* What the exercise asks *
Reproduce the lines below exactly. Skip images.
(Records Opens)
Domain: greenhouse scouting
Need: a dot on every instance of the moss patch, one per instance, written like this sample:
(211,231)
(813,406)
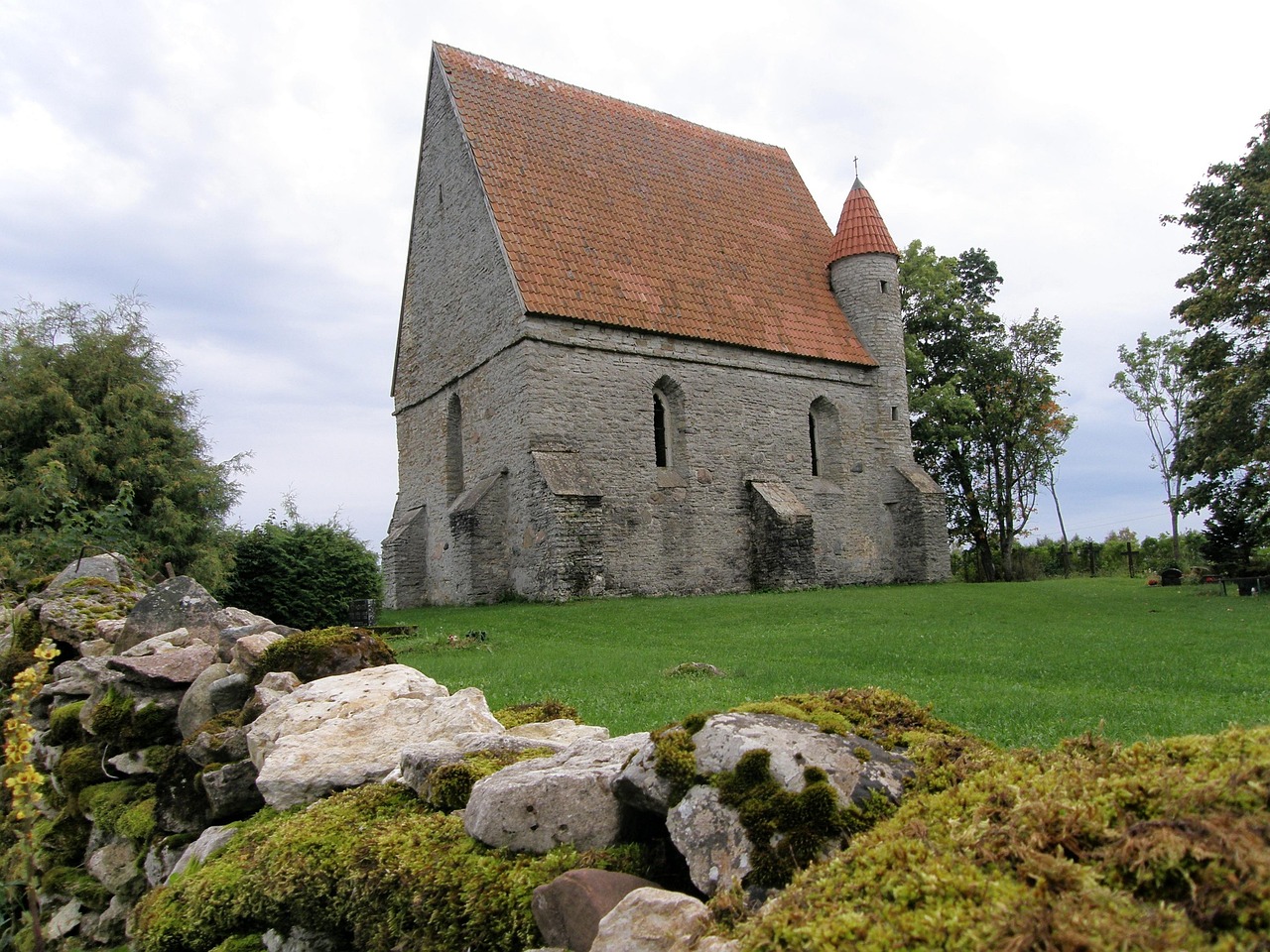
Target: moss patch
(64,725)
(373,867)
(1093,846)
(449,787)
(324,652)
(123,725)
(538,712)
(Records Closes)
* Output of the exercise *
Domain: greenhouse scouting
Need: a dot on every instance of the moss patch, one per instance, written like this sample:
(211,231)
(813,406)
Target: moss patch
(64,725)
(373,867)
(1093,846)
(449,787)
(324,652)
(123,725)
(538,712)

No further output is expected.